*Collected data entries:*

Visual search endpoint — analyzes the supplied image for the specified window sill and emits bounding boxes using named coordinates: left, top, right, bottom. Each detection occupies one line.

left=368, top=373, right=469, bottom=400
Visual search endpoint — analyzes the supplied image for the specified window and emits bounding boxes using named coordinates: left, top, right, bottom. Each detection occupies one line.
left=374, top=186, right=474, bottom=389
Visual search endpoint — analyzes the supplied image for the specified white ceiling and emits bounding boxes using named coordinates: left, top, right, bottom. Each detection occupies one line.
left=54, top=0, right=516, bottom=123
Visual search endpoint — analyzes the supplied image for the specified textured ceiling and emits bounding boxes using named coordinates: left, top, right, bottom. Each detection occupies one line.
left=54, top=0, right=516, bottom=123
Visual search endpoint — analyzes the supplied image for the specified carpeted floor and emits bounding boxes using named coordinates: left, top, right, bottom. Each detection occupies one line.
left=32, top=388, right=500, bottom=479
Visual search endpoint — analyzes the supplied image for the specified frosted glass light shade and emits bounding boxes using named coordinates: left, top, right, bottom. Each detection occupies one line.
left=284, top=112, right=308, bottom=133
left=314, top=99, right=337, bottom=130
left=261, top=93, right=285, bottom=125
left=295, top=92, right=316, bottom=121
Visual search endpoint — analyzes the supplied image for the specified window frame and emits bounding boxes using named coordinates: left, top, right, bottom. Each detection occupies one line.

*Your assignment:*
Down to the last line, return the data above exactly.

*Task answer:*
Visual search endpoint — analyzes the supplied image for the specified window sill and emits bounding boxes using named coordinates: left, top, right, bottom. Each detection occupies one line.

left=368, top=373, right=469, bottom=400
Visual search endpoint — analyzes the supplied image for the specified window and emits bounding boxes using named coordinates: left, top, right, bottom. Each detection occupies one line.
left=374, top=186, right=474, bottom=389
Visual search endpoint — analyzes the supplied image for the specified white ceiling and emits bounding boxes using named coordinates: left, top, right, bottom. Each detection occupies one line.
left=54, top=0, right=516, bottom=123
Visual search endpoint — analyzes the supplied image for the specified textured ceiling and emits bounding boxes using named coordinates: left, top, right, bottom. Each detection occupies one line.
left=54, top=0, right=516, bottom=123
Visual search endpoint — analyzes the supplied image for the specified carpeted floor and emits bounding boxes using named coordinates: left, top, right, bottom. Each detection occupies one line.
left=32, top=388, right=500, bottom=479
Visual search endpoint — analyzes the supplied image for the specified frosted glass light shade and emits bounding boxes using named coordinates: left, top, right, bottom. Each detection occupies one line.
left=284, top=112, right=308, bottom=133
left=314, top=99, right=337, bottom=130
left=261, top=93, right=285, bottom=125
left=295, top=92, right=316, bottom=121
Visual search endpoint — analyzes the supplied image for the specified window frame and emits bounding boxes using named coordinates: left, top, right, bottom. Each detection occupies one line.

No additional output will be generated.